Decide whether each statement below agrees with the text on shared pointers and a custom Vector, and answer yes or no for each, quoting the words of the text that settle it. (a) A weak pointer adds to the reference count. (b) The Vector class is header-only. (c) Reference count modifications happen often.

> **Page**

━━━━━━

An interesting detail of STL’s std::shared_ptr is its additional weak reference count. A weak pointer does not contribute to the reference count. Initially, I was puzzled by the purpose of a weak reference count. If code attempts to convert a weak pointer to a shared pointer, the weak reference count helps ensure that the conversion fails gracefully when the managed object has already been destroyed— avoiding access to invalid memory and preventing potential segmentation faults.

Cache Coherency and Performance Considerations:
When a thread increments or decrements the atomic counter, the corresponding cache line is updated and potentially invalidated across cores. While this does introduce some overhead through the cache coherence mechanism, shared pointers are generally less prone to false sharing compared to other highly mutable data structures—since reference count modifications occur relatively infrequently.

Vector

My custom Vector is built around a few essential private members:

The Vector class is implemented as a template and is entirely header‑only, ensuring that the compiler generates type‑specific code and maximizing the possibility for inlining. This design is especially useful in performance‑sensitive environments.

━━━━━━

> **Supplied data**
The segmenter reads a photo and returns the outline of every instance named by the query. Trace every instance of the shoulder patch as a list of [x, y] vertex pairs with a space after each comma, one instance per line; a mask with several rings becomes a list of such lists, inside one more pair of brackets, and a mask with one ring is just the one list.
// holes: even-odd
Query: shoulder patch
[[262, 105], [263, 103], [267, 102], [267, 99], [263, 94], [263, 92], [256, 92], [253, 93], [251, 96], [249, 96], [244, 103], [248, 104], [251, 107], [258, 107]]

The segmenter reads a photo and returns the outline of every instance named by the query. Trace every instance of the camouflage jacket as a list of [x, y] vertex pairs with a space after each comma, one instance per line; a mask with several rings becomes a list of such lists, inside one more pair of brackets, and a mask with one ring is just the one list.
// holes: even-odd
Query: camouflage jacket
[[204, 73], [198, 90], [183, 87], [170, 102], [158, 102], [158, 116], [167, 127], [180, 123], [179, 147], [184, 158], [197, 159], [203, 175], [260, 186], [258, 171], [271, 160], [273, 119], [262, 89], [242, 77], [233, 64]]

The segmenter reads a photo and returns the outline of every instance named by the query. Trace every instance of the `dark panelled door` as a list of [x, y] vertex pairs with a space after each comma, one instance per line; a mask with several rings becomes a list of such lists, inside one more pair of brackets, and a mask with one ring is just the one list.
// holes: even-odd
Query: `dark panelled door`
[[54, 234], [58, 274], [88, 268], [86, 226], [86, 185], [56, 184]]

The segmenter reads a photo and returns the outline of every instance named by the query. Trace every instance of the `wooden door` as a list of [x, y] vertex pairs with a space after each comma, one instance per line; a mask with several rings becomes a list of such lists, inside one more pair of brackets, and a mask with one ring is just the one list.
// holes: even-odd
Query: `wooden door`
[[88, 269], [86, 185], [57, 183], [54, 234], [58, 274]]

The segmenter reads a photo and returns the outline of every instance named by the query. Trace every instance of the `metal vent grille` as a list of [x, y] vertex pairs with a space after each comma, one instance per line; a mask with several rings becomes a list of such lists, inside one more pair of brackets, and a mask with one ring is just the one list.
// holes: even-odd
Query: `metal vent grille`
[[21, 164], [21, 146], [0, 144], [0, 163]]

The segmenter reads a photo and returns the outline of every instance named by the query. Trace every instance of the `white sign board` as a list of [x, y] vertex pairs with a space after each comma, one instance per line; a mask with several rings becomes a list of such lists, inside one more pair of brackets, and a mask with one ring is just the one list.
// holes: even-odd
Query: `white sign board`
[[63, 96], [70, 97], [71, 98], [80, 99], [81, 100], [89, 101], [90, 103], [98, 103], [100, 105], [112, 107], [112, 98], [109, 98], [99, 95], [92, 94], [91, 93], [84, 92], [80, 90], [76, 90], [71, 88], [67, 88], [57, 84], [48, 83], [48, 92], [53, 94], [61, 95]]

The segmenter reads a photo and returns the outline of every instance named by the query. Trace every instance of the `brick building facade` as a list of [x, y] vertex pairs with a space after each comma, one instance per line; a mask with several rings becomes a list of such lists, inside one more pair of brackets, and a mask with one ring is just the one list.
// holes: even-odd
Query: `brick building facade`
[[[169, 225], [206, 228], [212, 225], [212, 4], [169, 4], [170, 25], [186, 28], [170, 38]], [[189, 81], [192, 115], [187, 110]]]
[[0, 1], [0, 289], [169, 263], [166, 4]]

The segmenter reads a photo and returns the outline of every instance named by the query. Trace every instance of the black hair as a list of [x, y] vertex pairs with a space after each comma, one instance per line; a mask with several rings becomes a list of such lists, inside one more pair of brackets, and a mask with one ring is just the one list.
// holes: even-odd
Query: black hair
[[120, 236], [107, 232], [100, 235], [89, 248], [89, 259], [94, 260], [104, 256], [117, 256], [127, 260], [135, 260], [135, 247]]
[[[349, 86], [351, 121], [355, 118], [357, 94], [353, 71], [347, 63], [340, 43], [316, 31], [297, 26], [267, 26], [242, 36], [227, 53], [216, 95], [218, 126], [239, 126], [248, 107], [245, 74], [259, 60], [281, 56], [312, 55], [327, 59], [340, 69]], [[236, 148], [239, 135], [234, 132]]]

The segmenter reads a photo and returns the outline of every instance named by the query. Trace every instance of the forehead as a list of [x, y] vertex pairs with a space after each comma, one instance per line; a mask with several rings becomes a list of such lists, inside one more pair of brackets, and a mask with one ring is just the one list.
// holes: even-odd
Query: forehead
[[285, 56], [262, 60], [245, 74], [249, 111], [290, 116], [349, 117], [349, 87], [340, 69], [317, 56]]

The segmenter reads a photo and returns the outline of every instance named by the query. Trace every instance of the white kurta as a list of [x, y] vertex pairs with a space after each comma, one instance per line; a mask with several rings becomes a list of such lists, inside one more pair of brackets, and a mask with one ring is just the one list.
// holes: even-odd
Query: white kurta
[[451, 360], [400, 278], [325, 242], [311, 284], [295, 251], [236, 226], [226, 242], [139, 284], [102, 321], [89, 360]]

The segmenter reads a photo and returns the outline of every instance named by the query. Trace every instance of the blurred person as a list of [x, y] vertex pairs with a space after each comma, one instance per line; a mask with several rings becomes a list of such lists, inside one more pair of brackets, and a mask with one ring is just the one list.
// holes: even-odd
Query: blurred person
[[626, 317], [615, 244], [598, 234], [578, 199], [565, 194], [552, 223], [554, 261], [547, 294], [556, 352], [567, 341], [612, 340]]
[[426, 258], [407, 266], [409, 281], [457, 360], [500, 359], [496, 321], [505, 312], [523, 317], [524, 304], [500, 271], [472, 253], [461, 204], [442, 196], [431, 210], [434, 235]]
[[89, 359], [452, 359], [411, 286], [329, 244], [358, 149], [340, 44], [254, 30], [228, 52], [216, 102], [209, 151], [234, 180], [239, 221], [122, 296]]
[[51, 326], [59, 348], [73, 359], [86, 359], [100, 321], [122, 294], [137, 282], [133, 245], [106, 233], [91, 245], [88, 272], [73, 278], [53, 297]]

━━━━━━

> **Result for this task**
(a) No: "A weak pointer does not contribute to the reference count."
(b) Yes: "The Vector class is implemented as a template and is entirely header‑only"
(c) No: "since reference count modifications occur relatively infrequently"